Top of Raw data
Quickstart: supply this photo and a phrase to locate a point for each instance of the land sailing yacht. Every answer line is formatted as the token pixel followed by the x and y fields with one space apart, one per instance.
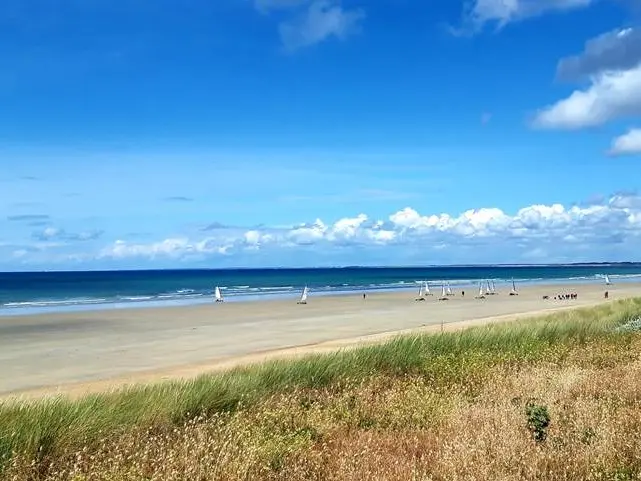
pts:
pixel 303 296
pixel 218 295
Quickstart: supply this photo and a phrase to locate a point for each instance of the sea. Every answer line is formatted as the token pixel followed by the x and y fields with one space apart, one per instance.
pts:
pixel 41 292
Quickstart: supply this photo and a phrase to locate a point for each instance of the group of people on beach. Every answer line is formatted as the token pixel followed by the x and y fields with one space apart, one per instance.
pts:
pixel 566 297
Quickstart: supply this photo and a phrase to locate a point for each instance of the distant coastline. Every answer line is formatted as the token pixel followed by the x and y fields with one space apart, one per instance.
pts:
pixel 60 291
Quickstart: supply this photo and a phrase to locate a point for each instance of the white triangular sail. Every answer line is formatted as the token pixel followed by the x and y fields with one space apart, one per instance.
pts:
pixel 303 296
pixel 218 295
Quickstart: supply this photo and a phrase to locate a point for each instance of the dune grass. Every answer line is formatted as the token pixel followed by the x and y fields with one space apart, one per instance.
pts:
pixel 42 432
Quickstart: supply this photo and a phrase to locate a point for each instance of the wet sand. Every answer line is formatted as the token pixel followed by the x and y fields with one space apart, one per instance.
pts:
pixel 76 353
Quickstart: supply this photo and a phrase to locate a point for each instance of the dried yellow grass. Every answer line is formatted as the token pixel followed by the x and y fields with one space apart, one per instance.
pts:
pixel 460 417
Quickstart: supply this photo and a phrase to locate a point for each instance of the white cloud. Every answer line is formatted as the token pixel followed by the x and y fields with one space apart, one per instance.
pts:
pixel 627 144
pixel 56 234
pixel 321 20
pixel 612 95
pixel 502 12
pixel 603 224
pixel 618 49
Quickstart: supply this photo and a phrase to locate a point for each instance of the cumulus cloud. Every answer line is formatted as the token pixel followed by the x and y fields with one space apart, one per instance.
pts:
pixel 612 95
pixel 55 234
pixel 618 49
pixel 320 21
pixel 480 12
pixel 602 223
pixel 627 144
pixel 28 218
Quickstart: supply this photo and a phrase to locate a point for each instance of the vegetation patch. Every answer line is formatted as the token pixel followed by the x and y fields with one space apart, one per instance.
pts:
pixel 556 397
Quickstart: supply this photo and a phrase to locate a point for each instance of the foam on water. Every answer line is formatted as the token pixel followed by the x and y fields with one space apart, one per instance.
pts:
pixel 253 291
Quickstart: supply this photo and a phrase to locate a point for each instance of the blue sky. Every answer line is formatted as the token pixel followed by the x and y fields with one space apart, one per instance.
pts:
pixel 318 132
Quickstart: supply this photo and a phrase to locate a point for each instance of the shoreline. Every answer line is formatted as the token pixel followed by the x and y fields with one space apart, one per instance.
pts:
pixel 35 307
pixel 75 354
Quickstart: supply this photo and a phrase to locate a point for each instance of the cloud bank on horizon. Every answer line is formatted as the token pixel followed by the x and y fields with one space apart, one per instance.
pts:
pixel 604 229
pixel 331 87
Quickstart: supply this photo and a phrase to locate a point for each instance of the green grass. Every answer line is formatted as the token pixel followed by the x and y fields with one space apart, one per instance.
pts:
pixel 46 428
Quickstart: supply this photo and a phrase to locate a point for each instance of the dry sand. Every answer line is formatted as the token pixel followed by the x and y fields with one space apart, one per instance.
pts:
pixel 76 353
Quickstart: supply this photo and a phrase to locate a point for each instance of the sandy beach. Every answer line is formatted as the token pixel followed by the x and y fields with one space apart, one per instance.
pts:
pixel 77 353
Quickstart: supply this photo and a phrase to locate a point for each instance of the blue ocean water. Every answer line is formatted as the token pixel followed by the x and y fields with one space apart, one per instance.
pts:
pixel 32 292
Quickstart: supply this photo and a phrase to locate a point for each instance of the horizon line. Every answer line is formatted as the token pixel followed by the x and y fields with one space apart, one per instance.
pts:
pixel 428 266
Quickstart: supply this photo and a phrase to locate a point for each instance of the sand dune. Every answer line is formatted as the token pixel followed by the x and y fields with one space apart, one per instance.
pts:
pixel 82 352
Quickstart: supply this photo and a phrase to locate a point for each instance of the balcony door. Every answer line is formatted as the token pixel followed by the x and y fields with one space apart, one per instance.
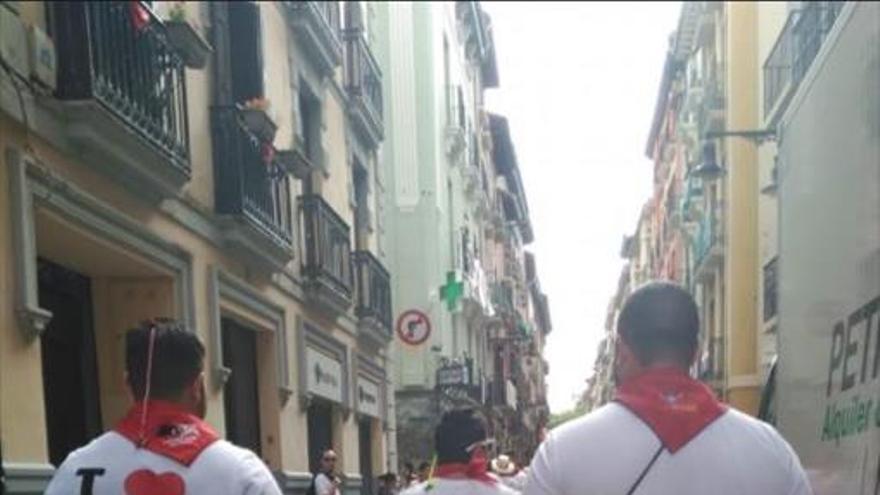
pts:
pixel 241 398
pixel 362 214
pixel 70 372
pixel 365 453
pixel 320 431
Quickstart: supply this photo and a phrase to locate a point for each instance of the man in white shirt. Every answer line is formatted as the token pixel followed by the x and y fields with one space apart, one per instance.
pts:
pixel 664 432
pixel 325 482
pixel 162 446
pixel 462 463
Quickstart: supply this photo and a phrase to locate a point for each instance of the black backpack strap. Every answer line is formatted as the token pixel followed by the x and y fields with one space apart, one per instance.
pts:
pixel 648 467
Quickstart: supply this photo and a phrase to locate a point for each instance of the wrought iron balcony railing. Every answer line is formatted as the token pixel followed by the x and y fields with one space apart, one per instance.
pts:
pixel 317 25
pixel 373 285
pixel 363 80
pixel 118 54
pixel 246 185
pixel 327 247
pixel 798 44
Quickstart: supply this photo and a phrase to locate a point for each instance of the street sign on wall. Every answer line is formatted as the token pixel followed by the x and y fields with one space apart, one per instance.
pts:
pixel 324 375
pixel 413 327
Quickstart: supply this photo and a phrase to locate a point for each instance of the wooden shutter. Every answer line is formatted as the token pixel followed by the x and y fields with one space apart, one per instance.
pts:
pixel 245 51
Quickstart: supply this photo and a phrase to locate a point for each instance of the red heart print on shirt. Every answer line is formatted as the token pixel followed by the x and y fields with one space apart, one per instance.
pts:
pixel 146 482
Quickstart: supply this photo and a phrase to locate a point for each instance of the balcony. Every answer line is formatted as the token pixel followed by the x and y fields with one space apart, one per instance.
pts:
pixel 363 81
pixel 798 44
pixel 327 261
pixel 316 25
pixel 124 94
pixel 252 197
pixel 503 394
pixel 373 306
pixel 707 248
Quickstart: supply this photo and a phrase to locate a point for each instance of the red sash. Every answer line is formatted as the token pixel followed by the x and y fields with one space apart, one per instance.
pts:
pixel 169 431
pixel 675 406
pixel 476 469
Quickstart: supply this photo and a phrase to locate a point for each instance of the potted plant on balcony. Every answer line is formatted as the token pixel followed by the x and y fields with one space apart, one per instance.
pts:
pixel 185 39
pixel 255 115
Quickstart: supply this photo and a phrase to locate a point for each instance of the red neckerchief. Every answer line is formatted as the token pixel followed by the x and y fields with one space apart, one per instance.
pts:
pixel 169 431
pixel 675 406
pixel 475 469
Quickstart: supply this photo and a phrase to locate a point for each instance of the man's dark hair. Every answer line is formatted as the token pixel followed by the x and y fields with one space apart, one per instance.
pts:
pixel 178 356
pixel 456 432
pixel 660 322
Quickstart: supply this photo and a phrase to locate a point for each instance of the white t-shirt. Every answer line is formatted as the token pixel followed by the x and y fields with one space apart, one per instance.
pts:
pixel 116 467
pixel 451 486
pixel 605 452
pixel 517 481
pixel 325 486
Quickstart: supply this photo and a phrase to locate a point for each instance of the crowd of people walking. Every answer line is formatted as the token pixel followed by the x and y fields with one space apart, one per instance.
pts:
pixel 664 432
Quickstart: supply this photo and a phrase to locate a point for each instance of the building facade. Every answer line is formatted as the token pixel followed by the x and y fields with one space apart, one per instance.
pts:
pixel 712 221
pixel 457 224
pixel 237 190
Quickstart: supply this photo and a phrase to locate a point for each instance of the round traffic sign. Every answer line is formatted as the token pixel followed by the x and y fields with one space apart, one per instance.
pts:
pixel 413 327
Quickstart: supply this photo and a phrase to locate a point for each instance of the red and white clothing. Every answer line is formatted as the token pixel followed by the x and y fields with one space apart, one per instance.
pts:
pixel 172 453
pixel 471 478
pixel 324 485
pixel 452 486
pixel 701 446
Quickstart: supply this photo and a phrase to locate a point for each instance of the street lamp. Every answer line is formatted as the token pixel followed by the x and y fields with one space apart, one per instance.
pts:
pixel 709 169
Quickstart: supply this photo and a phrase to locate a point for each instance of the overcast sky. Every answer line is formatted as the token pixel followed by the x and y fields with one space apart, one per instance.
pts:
pixel 578 84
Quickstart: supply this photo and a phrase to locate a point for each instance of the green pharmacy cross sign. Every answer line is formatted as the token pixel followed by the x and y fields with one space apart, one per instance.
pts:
pixel 452 291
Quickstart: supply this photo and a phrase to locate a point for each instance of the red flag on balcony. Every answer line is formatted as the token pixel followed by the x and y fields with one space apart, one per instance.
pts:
pixel 140 17
pixel 267 151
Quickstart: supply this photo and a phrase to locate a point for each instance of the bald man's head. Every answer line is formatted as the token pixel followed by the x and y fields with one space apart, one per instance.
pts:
pixel 660 323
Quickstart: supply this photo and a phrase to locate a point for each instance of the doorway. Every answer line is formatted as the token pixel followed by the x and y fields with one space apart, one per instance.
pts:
pixel 69 362
pixel 241 398
pixel 320 436
pixel 365 453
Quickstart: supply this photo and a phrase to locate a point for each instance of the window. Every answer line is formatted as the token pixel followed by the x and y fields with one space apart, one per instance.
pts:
pixel 320 431
pixel 310 121
pixel 770 289
pixel 245 51
pixel 363 216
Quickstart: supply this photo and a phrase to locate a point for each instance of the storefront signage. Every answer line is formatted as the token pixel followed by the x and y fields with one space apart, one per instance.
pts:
pixel 368 397
pixel 324 375
pixel 453 375
pixel 413 327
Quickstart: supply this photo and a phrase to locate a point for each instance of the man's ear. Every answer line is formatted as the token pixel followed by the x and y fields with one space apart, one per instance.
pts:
pixel 197 387
pixel 127 385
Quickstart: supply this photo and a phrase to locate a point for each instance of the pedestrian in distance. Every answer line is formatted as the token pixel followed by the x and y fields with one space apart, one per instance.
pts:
pixel 424 471
pixel 409 477
pixel 664 432
pixel 163 445
pixel 388 484
pixel 460 444
pixel 325 481
pixel 507 472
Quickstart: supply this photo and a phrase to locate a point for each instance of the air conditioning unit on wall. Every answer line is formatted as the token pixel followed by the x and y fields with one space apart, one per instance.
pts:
pixel 27 50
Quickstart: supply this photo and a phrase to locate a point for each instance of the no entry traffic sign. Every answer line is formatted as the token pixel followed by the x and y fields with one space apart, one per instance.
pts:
pixel 413 327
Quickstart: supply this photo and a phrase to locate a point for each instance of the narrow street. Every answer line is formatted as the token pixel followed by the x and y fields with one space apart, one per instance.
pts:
pixel 383 248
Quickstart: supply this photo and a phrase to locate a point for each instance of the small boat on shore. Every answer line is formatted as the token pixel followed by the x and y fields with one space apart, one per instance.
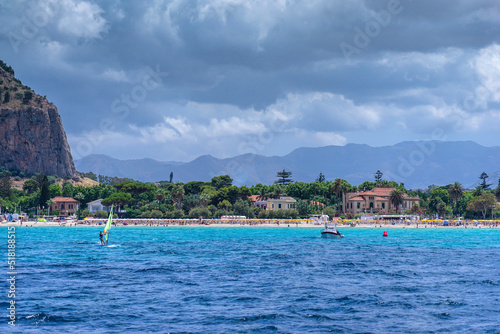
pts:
pixel 331 231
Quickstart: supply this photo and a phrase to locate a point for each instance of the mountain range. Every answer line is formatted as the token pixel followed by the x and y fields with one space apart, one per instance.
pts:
pixel 416 164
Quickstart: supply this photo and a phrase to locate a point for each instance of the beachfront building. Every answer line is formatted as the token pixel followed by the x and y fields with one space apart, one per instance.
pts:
pixel 66 206
pixel 97 205
pixel 376 200
pixel 258 201
pixel 284 202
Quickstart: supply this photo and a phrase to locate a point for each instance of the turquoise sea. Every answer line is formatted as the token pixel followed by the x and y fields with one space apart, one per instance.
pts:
pixel 253 280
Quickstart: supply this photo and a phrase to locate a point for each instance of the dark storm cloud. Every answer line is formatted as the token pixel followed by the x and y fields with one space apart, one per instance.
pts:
pixel 324 64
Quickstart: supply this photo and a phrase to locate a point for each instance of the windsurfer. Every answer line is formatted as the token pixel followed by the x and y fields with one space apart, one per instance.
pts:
pixel 101 235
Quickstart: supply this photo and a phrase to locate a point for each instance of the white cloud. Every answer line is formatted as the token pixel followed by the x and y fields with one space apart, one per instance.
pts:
pixel 81 19
pixel 487 67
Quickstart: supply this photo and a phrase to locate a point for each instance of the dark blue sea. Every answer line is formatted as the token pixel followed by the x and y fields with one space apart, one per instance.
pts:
pixel 253 280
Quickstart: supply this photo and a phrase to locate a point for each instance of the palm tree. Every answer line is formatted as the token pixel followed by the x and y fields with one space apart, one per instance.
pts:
pixel 396 198
pixel 337 188
pixel 456 192
pixel 263 195
pixel 159 195
pixel 177 193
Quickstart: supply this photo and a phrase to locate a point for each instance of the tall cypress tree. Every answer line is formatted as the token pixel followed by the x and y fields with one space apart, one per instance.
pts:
pixel 5 185
pixel 43 185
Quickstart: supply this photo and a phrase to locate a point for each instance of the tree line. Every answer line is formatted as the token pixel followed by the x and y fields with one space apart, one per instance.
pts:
pixel 219 197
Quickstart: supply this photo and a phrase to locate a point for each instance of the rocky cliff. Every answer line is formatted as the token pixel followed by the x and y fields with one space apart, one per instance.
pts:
pixel 32 137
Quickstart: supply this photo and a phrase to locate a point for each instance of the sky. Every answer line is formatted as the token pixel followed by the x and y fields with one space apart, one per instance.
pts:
pixel 174 80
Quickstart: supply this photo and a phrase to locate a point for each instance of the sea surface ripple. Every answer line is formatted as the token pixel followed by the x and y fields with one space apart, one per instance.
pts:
pixel 254 280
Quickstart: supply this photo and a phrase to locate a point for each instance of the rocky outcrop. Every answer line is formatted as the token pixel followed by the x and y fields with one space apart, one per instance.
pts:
pixel 32 137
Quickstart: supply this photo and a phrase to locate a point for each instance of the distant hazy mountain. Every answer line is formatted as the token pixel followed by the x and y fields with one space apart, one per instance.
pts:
pixel 416 164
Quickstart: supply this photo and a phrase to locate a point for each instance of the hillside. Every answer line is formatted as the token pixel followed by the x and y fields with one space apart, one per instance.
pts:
pixel 416 164
pixel 32 137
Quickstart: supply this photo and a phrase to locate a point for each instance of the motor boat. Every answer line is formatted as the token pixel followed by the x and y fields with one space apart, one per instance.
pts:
pixel 330 231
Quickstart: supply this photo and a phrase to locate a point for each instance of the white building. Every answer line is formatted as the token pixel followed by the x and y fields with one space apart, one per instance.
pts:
pixel 284 202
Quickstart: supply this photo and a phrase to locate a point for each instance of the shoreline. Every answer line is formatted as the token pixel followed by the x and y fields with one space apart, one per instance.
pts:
pixel 264 224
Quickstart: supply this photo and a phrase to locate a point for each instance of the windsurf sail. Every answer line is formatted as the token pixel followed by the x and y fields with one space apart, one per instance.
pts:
pixel 108 225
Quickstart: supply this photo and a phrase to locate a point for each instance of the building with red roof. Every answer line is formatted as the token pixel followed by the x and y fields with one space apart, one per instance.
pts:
pixel 66 206
pixel 376 200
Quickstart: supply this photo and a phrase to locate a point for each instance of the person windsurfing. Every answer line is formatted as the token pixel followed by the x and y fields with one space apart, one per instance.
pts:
pixel 101 235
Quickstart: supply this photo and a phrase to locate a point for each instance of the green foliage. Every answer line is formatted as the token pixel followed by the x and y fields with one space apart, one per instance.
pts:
pixel 43 185
pixel 284 177
pixel 5 185
pixel 200 212
pixel 174 214
pixel 321 177
pixel 68 190
pixel 483 178
pixel 482 204
pixel 195 187
pixel 86 213
pixel 117 199
pixel 54 190
pixel 154 214
pixel 242 208
pixel 331 212
pixel 30 186
pixel 6 68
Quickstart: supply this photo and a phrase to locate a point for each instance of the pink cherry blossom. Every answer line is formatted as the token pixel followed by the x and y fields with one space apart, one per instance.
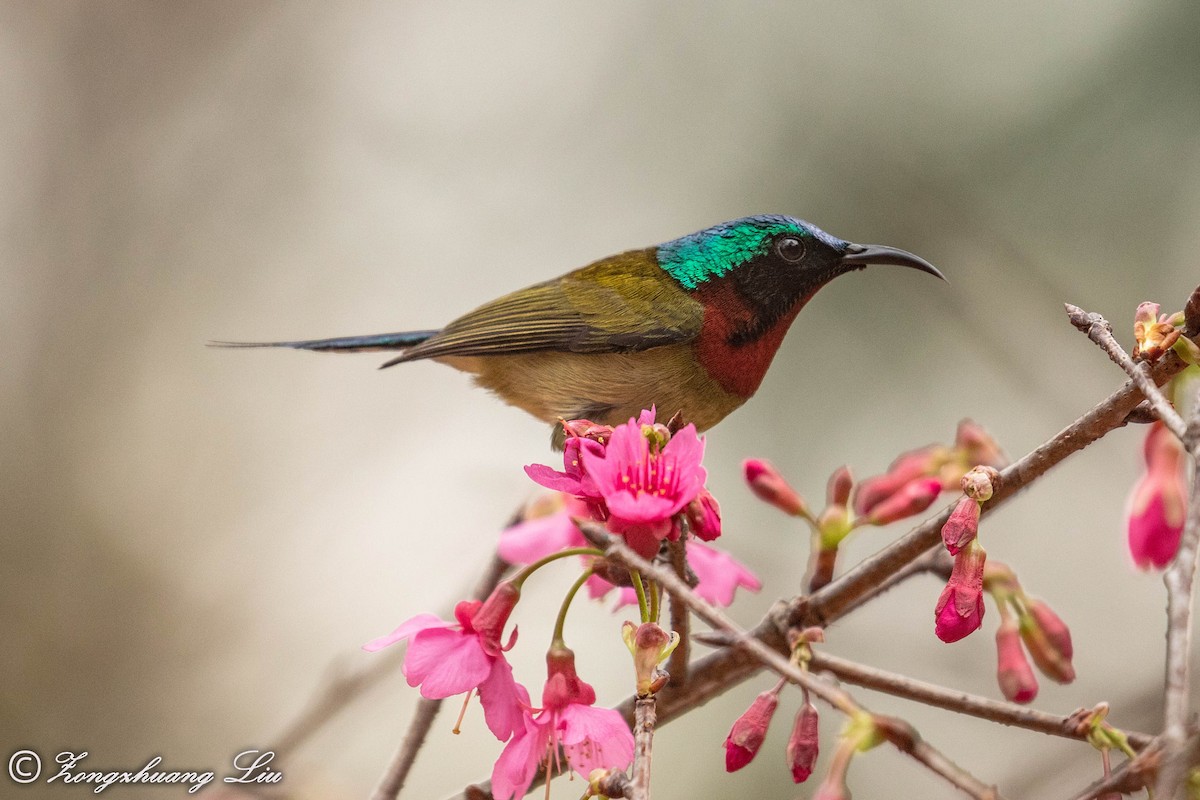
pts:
pixel 1158 501
pixel 591 738
pixel 447 659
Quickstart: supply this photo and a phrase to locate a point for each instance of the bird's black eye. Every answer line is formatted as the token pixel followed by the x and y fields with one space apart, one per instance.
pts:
pixel 790 248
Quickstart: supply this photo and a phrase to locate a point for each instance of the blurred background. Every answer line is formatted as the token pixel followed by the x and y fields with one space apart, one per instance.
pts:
pixel 192 536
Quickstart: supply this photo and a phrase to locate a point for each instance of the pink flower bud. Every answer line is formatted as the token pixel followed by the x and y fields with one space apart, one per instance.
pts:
pixel 959 611
pixel 705 516
pixel 1048 653
pixel 1158 501
pixel 1013 671
pixel 839 486
pixel 905 469
pixel 771 487
pixel 912 498
pixel 1056 631
pixel 963 525
pixel 981 482
pixel 749 731
pixel 802 745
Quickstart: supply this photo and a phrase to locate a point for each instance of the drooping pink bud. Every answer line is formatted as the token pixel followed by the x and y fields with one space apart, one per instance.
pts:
pixel 705 516
pixel 1056 631
pixel 912 498
pixel 1049 654
pixel 802 745
pixel 963 525
pixel 959 611
pixel 749 731
pixel 1013 671
pixel 1158 501
pixel 563 684
pixel 771 487
pixel 905 469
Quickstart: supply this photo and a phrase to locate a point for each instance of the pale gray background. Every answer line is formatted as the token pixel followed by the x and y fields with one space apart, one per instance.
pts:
pixel 190 535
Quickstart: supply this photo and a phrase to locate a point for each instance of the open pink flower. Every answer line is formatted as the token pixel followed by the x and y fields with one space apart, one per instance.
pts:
pixel 447 659
pixel 591 738
pixel 1158 501
pixel 642 487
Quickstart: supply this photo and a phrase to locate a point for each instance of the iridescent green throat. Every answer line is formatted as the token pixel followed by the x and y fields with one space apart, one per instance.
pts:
pixel 711 253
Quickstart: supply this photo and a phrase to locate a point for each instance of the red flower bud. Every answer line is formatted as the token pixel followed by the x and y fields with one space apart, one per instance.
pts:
pixel 771 487
pixel 802 746
pixel 905 469
pixel 1013 671
pixel 959 611
pixel 912 498
pixel 749 731
pixel 1158 501
pixel 705 516
pixel 963 525
pixel 1048 653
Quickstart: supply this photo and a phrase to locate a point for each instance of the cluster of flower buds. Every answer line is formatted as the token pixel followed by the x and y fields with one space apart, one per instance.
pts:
pixel 1155 332
pixel 959 611
pixel 973 446
pixel 1158 503
pixel 1037 627
pixel 750 729
pixel 913 482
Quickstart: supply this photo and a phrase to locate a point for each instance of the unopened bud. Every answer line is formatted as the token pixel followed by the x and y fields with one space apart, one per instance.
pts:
pixel 1047 654
pixel 963 525
pixel 803 745
pixel 749 731
pixel 1013 671
pixel 912 498
pixel 705 516
pixel 981 482
pixel 771 487
pixel 649 645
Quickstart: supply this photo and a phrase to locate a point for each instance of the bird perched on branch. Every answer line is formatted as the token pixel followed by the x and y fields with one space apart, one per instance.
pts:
pixel 690 325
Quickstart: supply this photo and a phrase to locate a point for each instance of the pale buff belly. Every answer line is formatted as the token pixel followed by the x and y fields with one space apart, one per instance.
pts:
pixel 607 388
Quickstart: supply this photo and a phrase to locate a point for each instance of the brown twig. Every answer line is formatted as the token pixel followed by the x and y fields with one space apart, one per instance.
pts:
pixel 645 720
pixel 831 693
pixel 681 620
pixel 1099 330
pixel 959 702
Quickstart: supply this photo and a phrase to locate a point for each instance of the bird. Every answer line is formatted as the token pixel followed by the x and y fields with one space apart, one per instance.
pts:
Bottom of Raw data
Directions for this task: Above are several records. Count the lines among them that contain "dune" and give only the total.

Result of the exercise: 2